Recorded information:
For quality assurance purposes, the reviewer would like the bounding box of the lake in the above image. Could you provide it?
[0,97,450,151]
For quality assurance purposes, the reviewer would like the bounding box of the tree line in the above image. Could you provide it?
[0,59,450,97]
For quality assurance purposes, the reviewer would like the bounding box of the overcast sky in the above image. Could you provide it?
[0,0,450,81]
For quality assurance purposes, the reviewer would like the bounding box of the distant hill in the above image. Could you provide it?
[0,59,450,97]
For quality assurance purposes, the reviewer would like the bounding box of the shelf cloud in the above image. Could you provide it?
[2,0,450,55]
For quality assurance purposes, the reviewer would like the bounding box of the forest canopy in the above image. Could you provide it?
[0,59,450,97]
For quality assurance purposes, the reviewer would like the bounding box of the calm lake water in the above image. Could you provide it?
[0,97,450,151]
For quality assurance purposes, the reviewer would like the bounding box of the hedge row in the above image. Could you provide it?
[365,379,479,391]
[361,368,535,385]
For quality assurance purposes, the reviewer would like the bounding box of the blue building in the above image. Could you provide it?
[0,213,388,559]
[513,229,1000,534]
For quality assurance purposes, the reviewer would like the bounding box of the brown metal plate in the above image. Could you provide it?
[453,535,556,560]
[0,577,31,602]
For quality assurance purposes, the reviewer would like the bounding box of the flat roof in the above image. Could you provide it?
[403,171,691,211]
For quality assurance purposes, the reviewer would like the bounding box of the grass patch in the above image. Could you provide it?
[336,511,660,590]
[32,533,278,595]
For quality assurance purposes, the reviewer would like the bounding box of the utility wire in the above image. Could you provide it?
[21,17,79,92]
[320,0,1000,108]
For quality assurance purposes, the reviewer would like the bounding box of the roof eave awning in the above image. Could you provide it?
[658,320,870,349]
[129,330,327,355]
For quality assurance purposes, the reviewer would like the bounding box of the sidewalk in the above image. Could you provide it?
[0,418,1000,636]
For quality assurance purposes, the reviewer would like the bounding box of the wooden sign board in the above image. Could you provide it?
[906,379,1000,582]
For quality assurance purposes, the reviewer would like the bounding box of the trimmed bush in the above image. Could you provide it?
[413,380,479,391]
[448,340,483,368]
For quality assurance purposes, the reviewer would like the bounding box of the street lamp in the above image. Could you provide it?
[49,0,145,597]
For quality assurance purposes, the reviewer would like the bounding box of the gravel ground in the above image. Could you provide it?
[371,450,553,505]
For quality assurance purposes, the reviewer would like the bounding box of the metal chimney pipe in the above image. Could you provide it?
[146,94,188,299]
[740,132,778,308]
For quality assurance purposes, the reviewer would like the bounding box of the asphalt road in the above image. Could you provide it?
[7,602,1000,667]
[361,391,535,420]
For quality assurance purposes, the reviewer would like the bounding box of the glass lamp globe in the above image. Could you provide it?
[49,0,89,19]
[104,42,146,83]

Task to carry out:
Update the entries above by replacing every occurrence of "reviewer" with "annotator" and leaving all other wording untouched.

Final result:
For quality assurance purposes, the annotator would like the bounding box of the lake in the above image. Could you provide it?
[0,97,450,151]
For quality assurance purposes, the annotator would like the bounding box of the tree line in the above image. Could you provide it?
[0,59,450,97]
For quality assurance purposes, the annotator would like the bounding box of the overcast sky in the above image. Could you provide it?
[0,0,450,81]
For quality assurance purposes, the annotator would like the bounding box of the distant hill in the above image. Could you provide it?
[0,59,450,97]
For quality assurance purposes, the annotator would like the bounding box of the shelf cloud in the above image. Could you provide it?
[2,0,450,55]
For quality assurance purposes, the annotator would like the bounding box of the forest canopy in the above image. Could you provide it?
[0,59,450,97]
For quality assurance purposes, the annotator would like the bounding box of the calm lake water in the above image. Could you provide it?
[0,97,450,151]
For quality assurance purposes, the annotator would like the bounding box of the hedge row in the above image. Could you provide it?
[365,379,479,391]
[361,368,535,385]
For quality assurance purposes, the annotator would like the bounding box of the blue building in the above image. Could you provide it?
[0,213,388,559]
[513,229,1000,534]
For quality assurance purposes, the annotator would like the bounding box of the brown metal plate in the above image. Could you provide it?
[453,535,556,560]
[0,577,31,602]
For quality assurance purposes, the annotator would like the bounding box of the flat roof in the above image. Could you provide it?
[403,171,691,211]
For quality assurance purposes, the annotator would like the bounding box of the grass patch in the above image. Could you provide it?
[336,511,660,590]
[32,533,278,595]
For quality assurance purposes, the annotator would like the bounding box of the utility wire in the above image. Could you provide it?
[21,17,79,92]
[320,0,1000,108]
For quality assurance purposes, the annotator would like the bounding box of the roof eave awning in the above image. Could you provide it?
[658,320,870,349]
[129,330,327,355]
For quality assurance purposes, the annotator would like the bounding box of the sidewalk in the above image. Could you provide it?
[0,418,1000,636]
For quality assurance purposes, the annotator would like the bounding box of the wooden sign board in the above image. Could you provide it?
[906,379,1000,582]
For quality assurance purposes, the annotator would like the bounding box of the trimmed bush in the above image. Could you provide it?
[413,380,479,391]
[448,340,483,368]
For quality assurance purposes, the annotator would like the bounding box of the street lamp in the above image. Could you provide it?
[49,0,145,597]
For quality assurance purposes, the annotator would like the bounding box of the gravel ground in the above image. Could you provide it?
[371,450,553,505]
For quality assurance purposes, the annotator would like the bounding box of the metal chimney pipe in the above image. Could you provide it?
[146,94,188,299]
[740,132,778,308]
For quality assurance purposes, the annotator would like the bounding box of the asphalt road in the above image. Could you provide it?
[7,602,1000,667]
[361,391,535,420]
For quality assurance purposes, the annotator would like the bounding box of the glass lamp globe in the above image. Could you provide it?
[49,0,89,19]
[104,42,146,83]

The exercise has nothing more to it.